Saved entries

· · · ·

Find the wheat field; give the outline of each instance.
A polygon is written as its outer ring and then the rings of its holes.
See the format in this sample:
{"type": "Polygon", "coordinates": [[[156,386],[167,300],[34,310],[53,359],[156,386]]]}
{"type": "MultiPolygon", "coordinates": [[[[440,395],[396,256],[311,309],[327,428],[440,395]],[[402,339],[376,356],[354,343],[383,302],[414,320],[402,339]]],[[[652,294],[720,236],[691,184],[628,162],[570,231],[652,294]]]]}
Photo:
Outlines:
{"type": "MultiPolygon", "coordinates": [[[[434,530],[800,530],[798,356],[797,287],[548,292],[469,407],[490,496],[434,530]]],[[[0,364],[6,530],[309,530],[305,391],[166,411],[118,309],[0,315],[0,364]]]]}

· · · ·

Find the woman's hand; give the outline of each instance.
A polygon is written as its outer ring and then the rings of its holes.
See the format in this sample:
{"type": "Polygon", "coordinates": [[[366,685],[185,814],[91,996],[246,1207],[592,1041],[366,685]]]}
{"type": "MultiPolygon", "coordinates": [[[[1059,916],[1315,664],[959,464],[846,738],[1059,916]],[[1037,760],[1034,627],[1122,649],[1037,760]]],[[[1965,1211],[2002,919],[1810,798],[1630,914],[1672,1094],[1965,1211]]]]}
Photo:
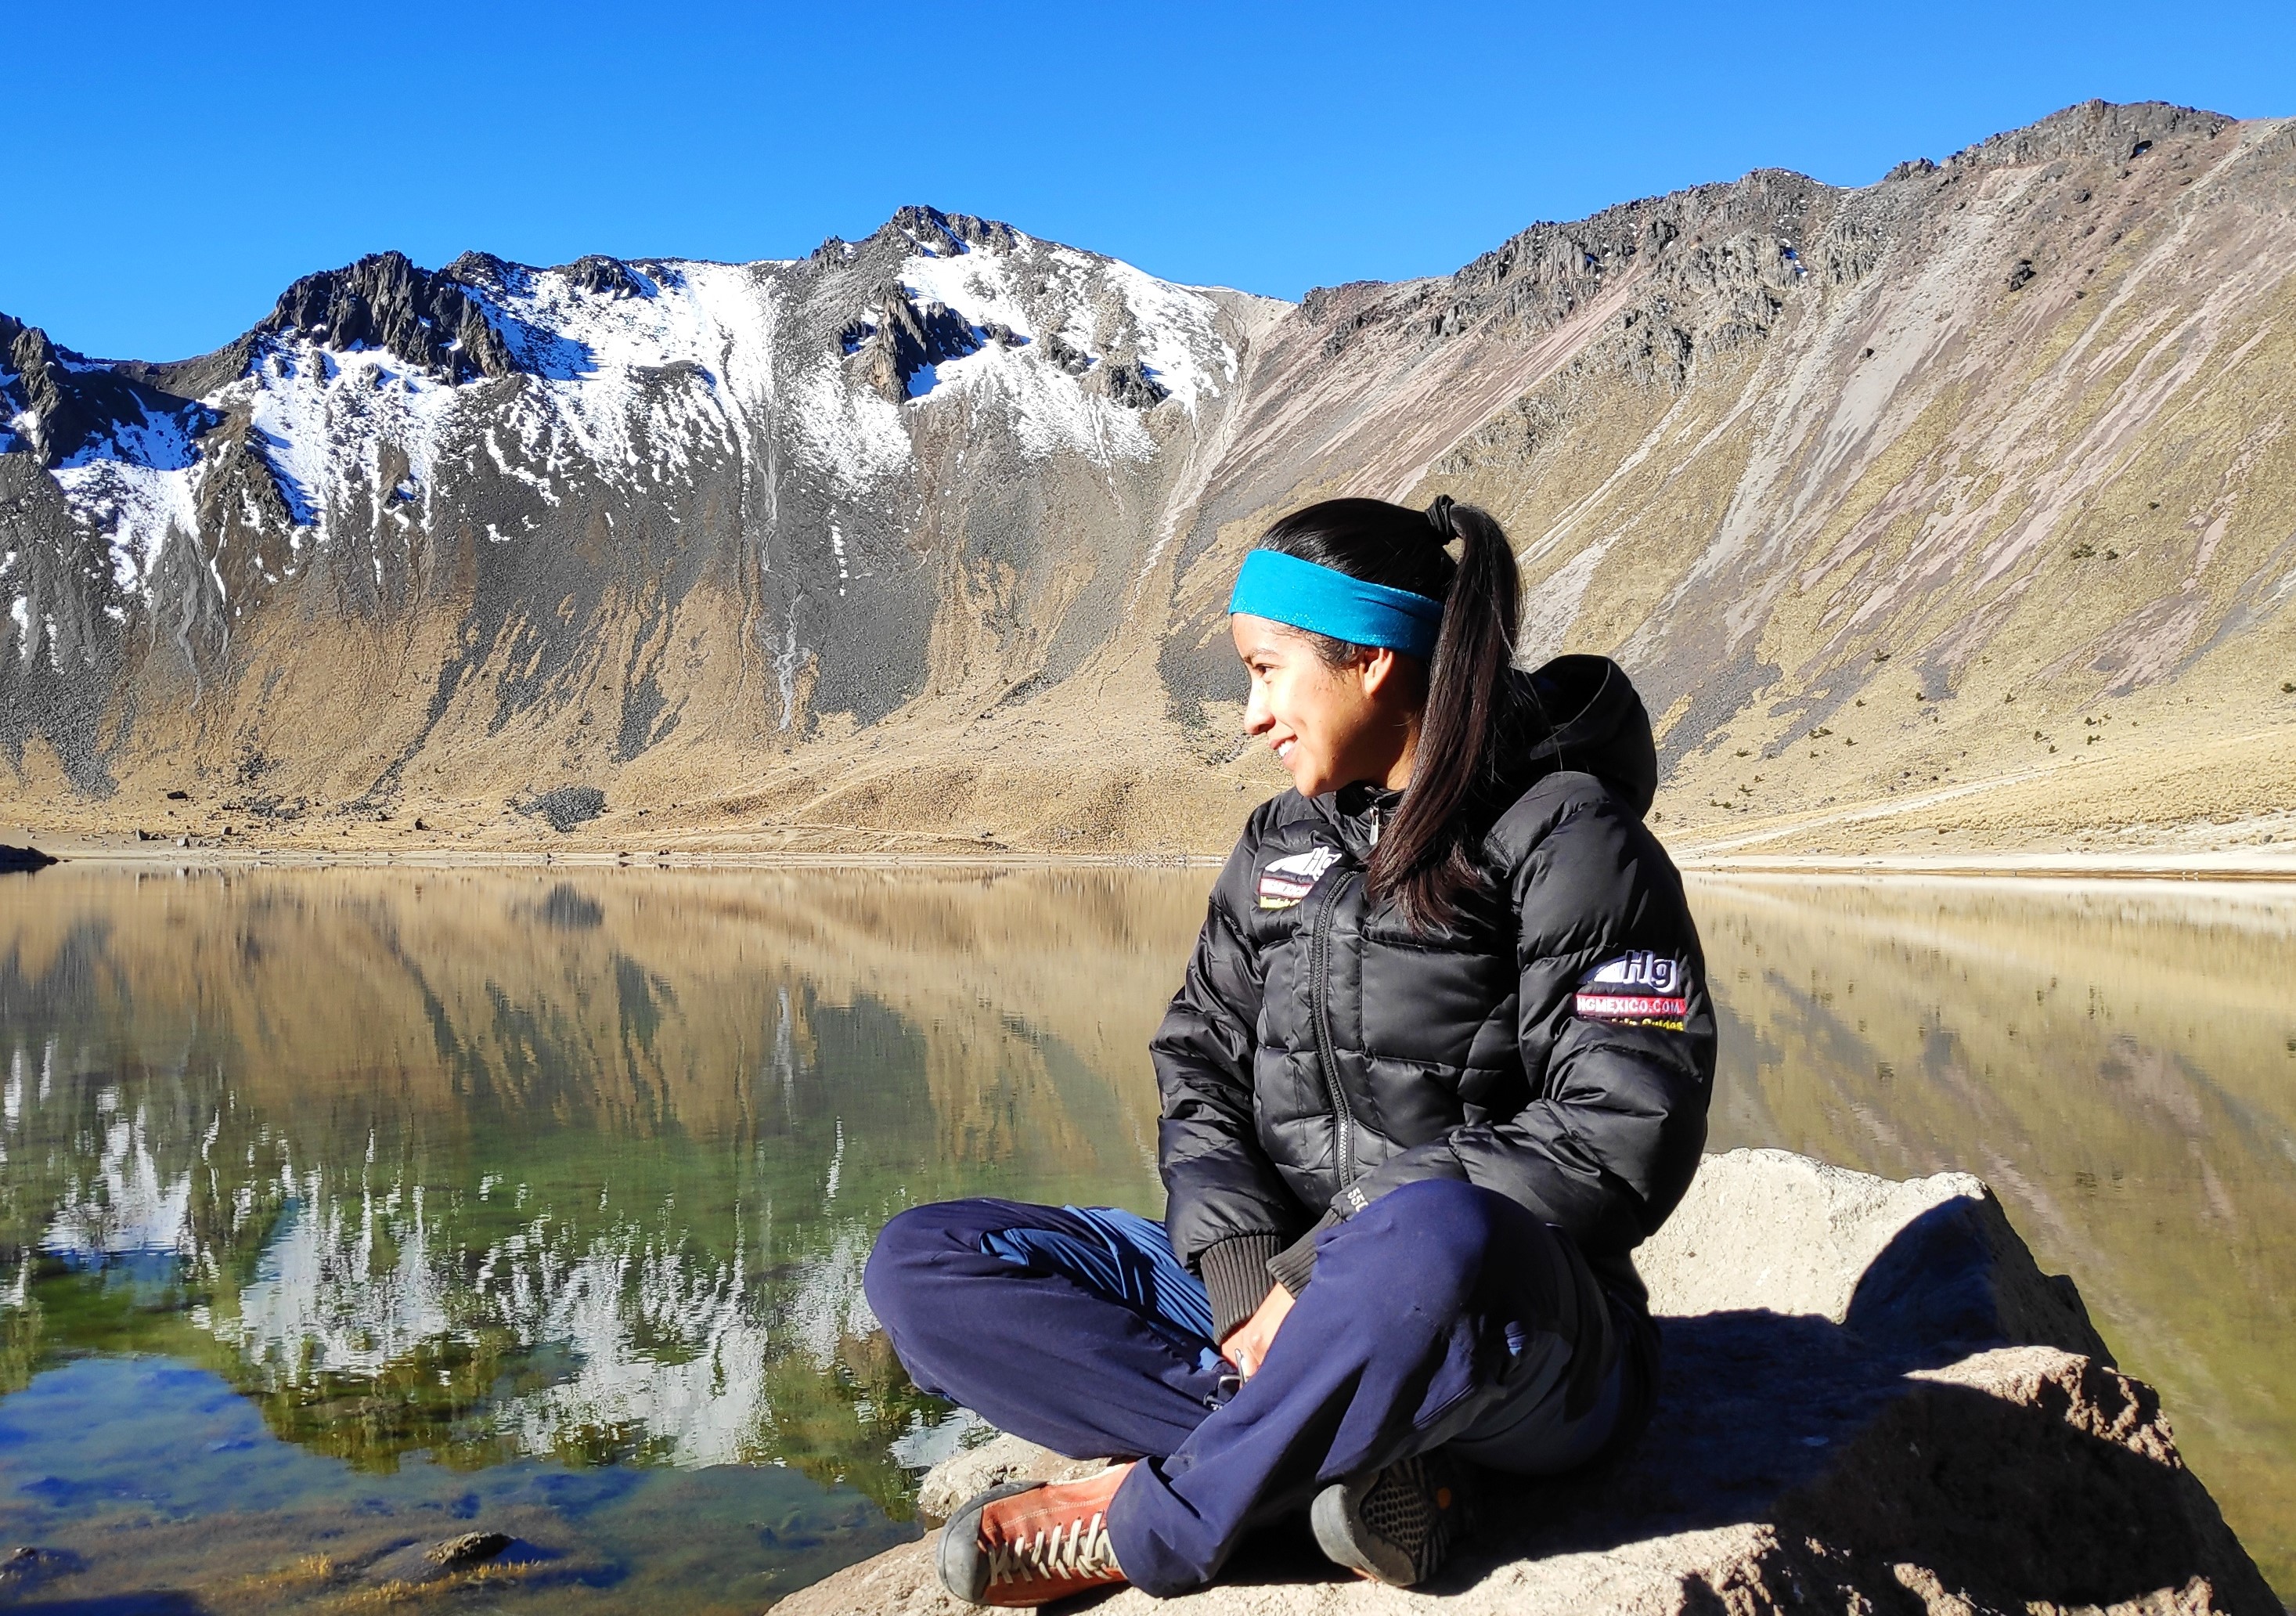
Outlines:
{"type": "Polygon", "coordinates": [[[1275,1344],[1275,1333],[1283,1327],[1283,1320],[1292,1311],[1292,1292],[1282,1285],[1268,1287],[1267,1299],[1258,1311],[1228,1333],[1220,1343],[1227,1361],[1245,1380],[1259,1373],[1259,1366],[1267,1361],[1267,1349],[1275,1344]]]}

· · · ·

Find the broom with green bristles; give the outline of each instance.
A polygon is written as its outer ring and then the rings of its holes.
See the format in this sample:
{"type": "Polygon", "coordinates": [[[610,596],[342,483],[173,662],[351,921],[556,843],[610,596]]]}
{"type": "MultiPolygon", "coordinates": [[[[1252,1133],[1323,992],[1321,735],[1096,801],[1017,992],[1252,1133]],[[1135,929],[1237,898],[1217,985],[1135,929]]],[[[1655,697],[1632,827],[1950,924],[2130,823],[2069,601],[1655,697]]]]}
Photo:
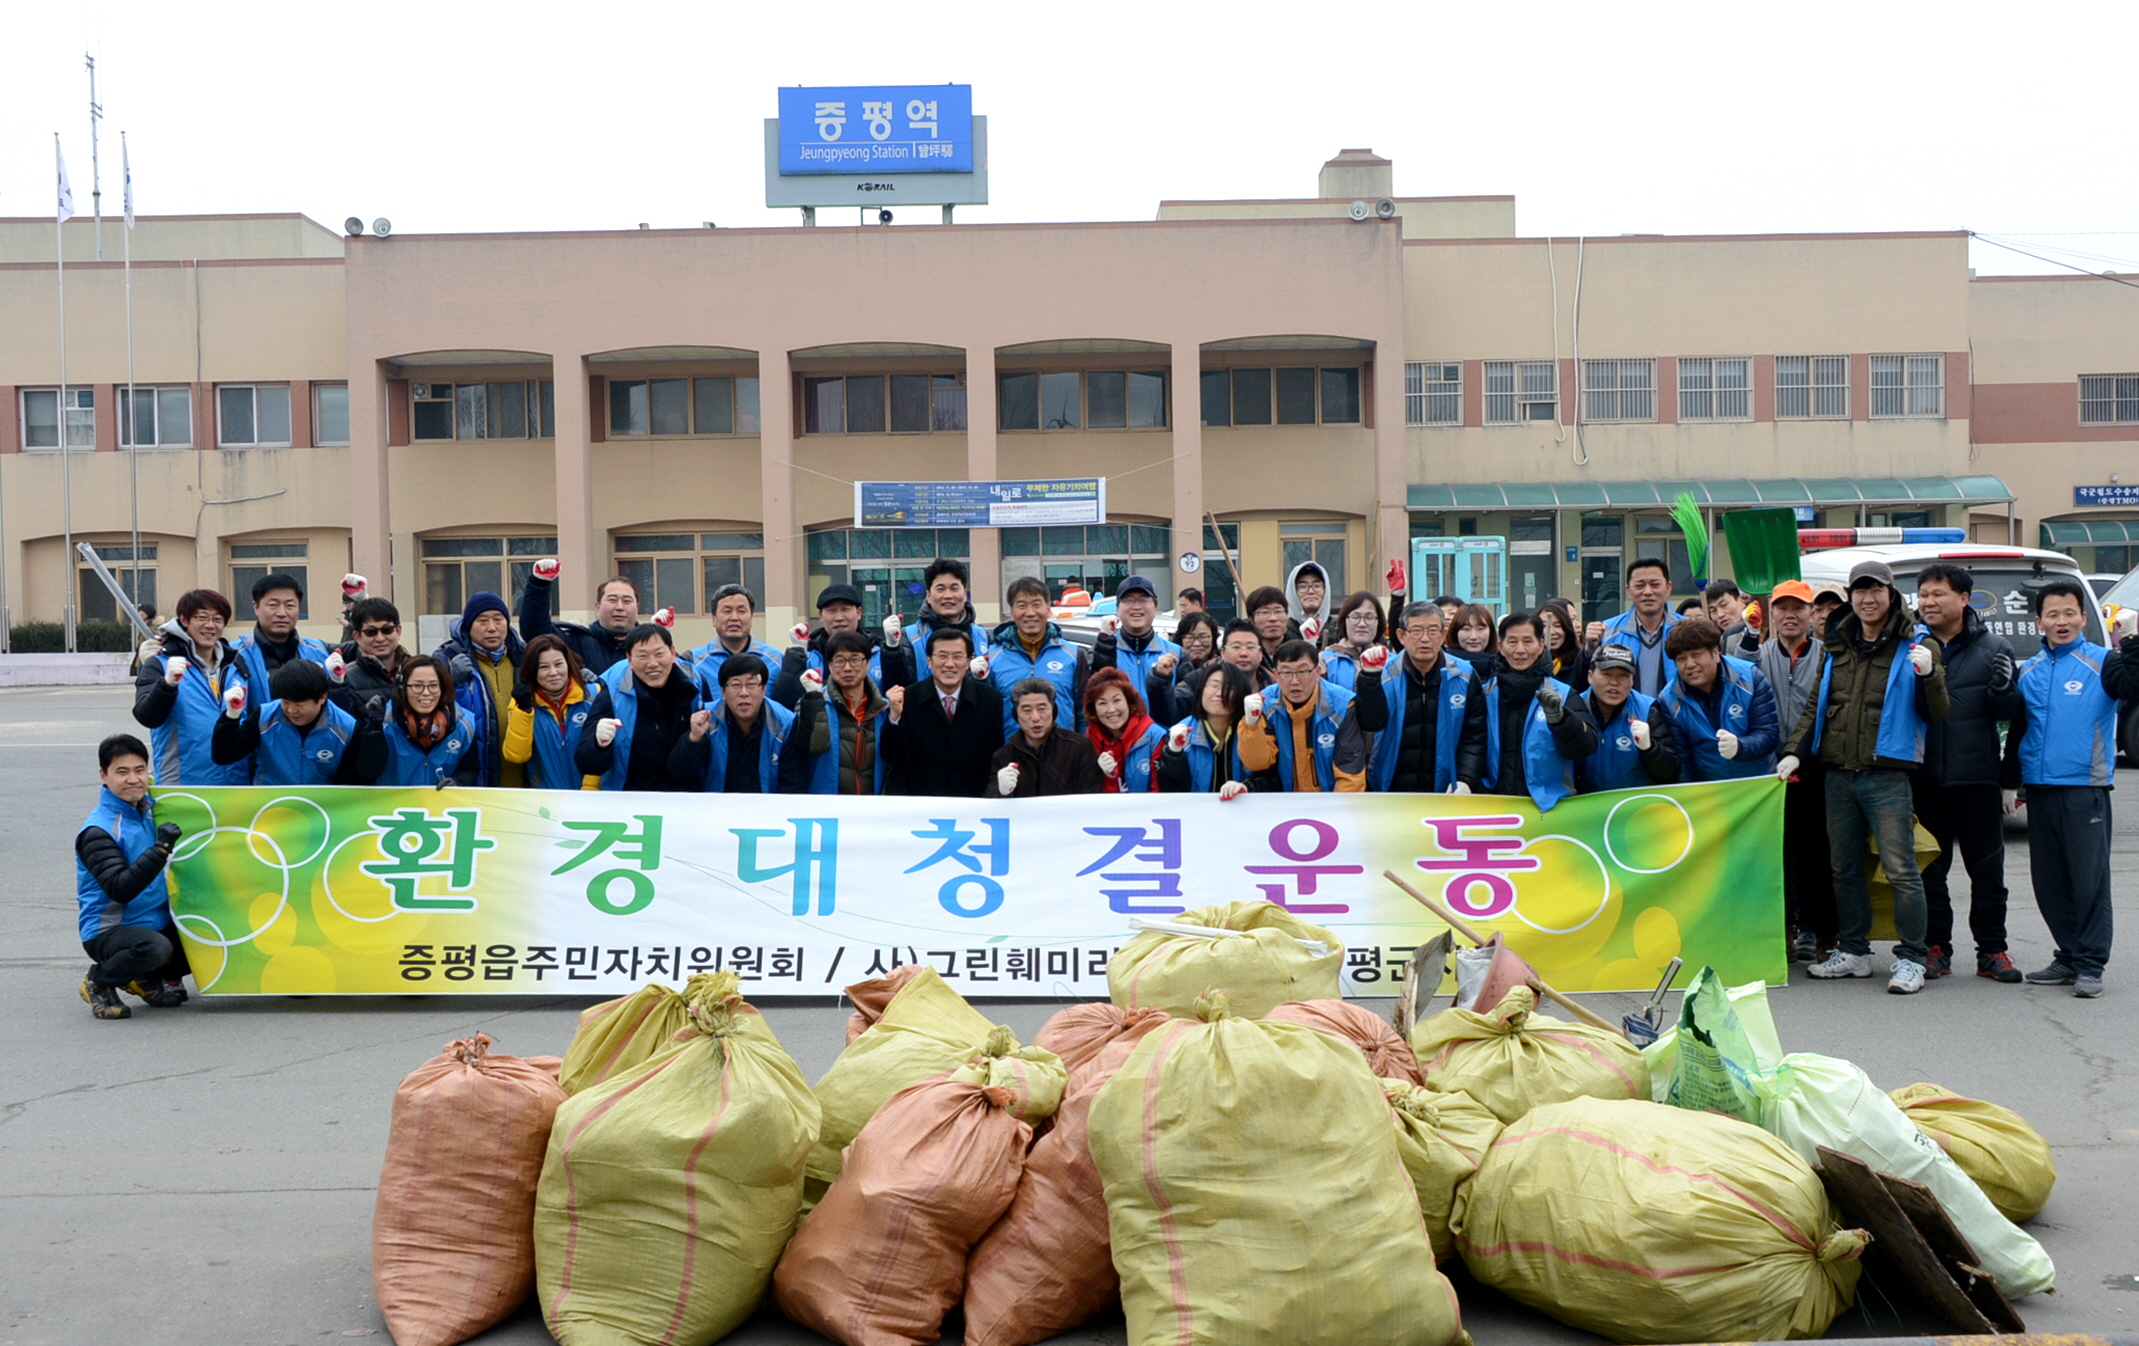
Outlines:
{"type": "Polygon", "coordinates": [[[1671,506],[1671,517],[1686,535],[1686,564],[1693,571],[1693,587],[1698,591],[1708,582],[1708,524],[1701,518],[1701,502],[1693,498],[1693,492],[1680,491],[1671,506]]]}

· · · ·

▸ **WORK INSTRUCTION**
Copy every line from the records above that contains the string "instance".

▸ **YOUR SOLUTION**
Find the wheat field; give the outline of each instance.
Find the woman's hand; give the outline of each instance.
Find the broom with green bristles; give the outline of each instance.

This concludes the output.